Exercise task: Render the lines of the listing from the line containing "outline pink napkin, every instance" up to and including the line containing "[[[102,0],[35,0],[62,14],[84,21],[99,13]]]" as a JSON list of strings, one string per line and with any blank lines omitted.

----

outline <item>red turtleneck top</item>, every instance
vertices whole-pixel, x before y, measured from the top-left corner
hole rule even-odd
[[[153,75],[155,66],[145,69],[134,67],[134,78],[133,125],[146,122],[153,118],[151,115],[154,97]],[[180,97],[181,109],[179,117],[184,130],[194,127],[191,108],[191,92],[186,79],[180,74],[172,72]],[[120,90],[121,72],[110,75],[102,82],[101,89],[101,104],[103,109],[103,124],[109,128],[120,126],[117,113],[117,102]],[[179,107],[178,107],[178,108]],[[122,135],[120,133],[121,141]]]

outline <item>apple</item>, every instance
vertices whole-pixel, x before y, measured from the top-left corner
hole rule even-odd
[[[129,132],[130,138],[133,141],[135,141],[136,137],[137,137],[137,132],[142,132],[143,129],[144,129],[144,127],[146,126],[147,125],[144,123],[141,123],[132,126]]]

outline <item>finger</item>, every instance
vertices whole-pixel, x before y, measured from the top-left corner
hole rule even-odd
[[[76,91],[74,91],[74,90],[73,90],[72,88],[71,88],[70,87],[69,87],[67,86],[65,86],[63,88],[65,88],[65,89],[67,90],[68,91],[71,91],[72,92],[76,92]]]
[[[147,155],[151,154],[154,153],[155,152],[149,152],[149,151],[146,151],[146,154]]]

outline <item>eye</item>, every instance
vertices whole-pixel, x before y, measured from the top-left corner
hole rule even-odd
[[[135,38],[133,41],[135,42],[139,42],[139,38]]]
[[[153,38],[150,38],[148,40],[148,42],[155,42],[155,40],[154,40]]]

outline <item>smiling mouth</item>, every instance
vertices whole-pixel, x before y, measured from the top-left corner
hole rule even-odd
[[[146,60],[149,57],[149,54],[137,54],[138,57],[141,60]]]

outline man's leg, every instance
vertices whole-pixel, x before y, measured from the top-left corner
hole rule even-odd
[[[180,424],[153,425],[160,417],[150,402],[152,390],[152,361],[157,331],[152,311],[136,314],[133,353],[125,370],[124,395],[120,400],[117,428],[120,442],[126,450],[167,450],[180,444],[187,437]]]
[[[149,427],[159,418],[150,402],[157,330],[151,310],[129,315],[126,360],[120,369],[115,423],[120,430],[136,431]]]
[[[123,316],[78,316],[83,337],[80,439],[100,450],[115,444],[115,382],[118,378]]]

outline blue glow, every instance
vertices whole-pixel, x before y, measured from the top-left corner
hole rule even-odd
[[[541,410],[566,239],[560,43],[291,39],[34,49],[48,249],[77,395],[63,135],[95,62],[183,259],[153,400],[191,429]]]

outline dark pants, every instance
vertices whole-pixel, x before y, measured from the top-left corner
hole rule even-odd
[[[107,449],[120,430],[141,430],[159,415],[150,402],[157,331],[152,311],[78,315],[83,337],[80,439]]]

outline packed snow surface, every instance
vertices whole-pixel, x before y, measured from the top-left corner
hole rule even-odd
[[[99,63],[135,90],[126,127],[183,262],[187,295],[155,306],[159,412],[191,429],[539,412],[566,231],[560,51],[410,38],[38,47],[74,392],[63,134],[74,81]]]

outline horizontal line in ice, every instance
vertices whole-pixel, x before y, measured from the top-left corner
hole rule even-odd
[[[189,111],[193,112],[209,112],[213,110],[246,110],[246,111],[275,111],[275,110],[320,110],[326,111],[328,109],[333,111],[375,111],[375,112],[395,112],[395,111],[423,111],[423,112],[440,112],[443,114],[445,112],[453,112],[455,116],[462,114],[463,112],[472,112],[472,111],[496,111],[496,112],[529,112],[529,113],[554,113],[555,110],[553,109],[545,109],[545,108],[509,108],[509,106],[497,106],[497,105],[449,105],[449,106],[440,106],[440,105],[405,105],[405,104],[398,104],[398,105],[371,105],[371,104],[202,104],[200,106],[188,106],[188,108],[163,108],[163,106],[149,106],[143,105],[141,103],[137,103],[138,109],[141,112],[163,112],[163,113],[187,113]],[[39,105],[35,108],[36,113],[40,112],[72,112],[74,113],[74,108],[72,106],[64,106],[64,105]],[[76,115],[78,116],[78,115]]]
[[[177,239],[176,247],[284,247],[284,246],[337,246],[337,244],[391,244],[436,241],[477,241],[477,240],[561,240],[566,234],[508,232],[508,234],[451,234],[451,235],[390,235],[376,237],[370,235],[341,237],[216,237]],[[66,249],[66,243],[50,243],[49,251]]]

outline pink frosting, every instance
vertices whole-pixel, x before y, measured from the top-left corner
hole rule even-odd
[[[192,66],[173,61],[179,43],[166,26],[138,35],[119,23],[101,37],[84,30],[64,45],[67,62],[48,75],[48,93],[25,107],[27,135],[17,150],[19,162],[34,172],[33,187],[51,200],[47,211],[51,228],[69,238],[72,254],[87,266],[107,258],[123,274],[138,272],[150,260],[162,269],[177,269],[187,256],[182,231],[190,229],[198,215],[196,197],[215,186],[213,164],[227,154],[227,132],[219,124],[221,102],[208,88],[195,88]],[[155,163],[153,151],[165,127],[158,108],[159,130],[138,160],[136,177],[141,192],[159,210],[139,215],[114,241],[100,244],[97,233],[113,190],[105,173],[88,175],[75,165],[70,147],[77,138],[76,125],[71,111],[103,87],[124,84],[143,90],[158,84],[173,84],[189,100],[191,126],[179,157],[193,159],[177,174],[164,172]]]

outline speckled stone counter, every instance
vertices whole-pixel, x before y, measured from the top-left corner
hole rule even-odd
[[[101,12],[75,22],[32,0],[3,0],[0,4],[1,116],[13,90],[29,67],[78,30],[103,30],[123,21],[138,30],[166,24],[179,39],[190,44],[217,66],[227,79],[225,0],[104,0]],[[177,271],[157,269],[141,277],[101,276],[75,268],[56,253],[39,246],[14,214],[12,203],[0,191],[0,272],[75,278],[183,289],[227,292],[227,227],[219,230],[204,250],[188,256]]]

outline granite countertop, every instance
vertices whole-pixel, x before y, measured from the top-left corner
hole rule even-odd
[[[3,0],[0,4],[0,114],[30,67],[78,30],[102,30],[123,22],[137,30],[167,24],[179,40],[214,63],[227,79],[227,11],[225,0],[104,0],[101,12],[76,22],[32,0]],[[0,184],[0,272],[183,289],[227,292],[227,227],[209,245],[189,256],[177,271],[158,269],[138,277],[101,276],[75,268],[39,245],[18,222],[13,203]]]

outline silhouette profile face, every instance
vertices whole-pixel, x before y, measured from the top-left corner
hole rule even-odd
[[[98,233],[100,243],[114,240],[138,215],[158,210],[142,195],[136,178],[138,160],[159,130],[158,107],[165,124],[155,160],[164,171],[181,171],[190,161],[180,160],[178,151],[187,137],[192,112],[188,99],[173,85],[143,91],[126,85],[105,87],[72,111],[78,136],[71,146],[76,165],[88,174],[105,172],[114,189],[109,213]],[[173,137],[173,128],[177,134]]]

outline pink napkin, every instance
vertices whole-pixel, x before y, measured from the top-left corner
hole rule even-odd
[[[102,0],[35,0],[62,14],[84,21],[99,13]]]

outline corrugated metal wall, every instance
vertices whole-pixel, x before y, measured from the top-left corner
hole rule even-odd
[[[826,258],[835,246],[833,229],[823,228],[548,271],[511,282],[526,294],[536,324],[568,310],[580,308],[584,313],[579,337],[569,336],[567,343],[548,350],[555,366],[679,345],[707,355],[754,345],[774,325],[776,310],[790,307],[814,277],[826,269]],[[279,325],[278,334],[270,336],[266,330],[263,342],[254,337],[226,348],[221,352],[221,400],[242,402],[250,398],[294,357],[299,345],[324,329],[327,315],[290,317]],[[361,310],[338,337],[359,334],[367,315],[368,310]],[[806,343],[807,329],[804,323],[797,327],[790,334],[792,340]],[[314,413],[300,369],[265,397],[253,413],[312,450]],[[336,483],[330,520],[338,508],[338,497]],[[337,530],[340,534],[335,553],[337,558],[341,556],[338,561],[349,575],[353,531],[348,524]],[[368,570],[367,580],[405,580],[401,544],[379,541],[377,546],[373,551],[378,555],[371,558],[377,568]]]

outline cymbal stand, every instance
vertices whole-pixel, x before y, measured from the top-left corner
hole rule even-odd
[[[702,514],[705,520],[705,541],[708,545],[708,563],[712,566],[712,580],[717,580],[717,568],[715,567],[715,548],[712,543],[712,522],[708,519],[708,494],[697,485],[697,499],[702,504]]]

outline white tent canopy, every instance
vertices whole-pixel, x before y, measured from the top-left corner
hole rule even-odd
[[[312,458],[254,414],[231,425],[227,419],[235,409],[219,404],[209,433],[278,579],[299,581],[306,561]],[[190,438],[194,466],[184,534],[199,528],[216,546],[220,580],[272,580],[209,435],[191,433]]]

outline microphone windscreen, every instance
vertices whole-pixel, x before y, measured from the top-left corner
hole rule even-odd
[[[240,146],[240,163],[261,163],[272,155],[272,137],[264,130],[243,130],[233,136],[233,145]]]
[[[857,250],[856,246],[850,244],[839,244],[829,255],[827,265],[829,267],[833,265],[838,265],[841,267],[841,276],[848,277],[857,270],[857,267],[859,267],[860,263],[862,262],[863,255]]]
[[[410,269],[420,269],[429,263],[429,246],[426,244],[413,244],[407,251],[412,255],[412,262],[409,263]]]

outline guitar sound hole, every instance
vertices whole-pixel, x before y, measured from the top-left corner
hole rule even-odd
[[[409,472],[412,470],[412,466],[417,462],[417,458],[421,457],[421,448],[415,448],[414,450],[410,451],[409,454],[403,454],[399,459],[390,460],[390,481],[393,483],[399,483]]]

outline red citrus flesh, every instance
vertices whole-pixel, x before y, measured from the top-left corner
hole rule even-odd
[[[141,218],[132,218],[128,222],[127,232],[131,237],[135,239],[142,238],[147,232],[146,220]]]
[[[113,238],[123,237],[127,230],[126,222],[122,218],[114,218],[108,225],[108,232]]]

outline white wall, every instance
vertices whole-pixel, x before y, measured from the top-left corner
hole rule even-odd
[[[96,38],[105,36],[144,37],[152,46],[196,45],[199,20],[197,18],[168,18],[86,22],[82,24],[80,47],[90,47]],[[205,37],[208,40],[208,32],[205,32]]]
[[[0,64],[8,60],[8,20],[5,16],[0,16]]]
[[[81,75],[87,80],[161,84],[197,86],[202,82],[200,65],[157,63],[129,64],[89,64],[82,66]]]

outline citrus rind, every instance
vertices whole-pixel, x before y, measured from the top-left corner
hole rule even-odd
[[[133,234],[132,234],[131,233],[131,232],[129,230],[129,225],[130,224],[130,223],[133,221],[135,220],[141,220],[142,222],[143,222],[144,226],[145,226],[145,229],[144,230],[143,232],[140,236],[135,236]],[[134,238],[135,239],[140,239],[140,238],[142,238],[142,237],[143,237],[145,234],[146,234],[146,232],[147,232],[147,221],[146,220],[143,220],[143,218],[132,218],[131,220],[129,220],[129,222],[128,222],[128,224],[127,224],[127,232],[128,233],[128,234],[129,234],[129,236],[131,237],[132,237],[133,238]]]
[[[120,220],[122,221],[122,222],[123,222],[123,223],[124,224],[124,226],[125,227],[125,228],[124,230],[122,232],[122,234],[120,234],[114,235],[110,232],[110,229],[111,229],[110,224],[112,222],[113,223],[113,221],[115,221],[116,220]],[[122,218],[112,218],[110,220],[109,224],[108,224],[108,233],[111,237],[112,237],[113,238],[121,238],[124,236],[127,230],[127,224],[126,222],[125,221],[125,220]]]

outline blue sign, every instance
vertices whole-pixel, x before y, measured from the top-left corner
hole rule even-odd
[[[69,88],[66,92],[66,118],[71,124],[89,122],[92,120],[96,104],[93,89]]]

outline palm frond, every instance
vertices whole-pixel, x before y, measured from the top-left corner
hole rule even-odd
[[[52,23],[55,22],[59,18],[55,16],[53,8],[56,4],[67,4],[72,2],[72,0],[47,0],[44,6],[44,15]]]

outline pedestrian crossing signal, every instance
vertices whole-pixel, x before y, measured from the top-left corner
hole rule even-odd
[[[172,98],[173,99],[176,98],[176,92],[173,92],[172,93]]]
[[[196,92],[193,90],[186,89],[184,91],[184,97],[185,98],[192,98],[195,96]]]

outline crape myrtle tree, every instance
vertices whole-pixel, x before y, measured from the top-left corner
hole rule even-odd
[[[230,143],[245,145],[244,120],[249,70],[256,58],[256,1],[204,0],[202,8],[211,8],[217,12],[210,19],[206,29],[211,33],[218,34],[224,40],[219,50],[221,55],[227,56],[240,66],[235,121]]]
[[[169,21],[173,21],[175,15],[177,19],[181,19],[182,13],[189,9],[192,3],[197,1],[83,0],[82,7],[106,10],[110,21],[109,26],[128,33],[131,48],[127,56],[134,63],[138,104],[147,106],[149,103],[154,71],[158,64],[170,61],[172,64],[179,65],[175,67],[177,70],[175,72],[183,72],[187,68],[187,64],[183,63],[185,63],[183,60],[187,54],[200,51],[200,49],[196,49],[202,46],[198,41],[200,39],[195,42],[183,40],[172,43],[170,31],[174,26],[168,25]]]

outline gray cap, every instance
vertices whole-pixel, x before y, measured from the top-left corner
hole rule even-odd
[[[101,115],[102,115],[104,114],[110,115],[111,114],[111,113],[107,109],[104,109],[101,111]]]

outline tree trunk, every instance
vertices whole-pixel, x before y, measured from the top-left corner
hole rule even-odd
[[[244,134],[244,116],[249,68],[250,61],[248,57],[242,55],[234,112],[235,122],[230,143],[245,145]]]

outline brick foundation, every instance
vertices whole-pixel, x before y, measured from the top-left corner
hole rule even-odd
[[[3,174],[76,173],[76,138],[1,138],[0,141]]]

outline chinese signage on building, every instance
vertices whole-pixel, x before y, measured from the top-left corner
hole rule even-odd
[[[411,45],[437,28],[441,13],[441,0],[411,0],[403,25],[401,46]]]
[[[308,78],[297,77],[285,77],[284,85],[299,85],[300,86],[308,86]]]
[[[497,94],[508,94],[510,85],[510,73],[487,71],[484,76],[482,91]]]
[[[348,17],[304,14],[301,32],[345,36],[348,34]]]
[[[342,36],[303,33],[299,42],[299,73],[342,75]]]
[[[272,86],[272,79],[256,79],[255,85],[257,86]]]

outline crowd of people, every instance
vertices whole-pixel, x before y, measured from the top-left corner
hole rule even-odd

----

Answer in full:
[
  "outline pink napkin, every instance",
  "vertices whole-pixel, x before y, measured from the top-left corner",
  "hole rule even-odd",
  "[[[102,0],[35,0],[62,14],[84,21],[99,13]]]"
]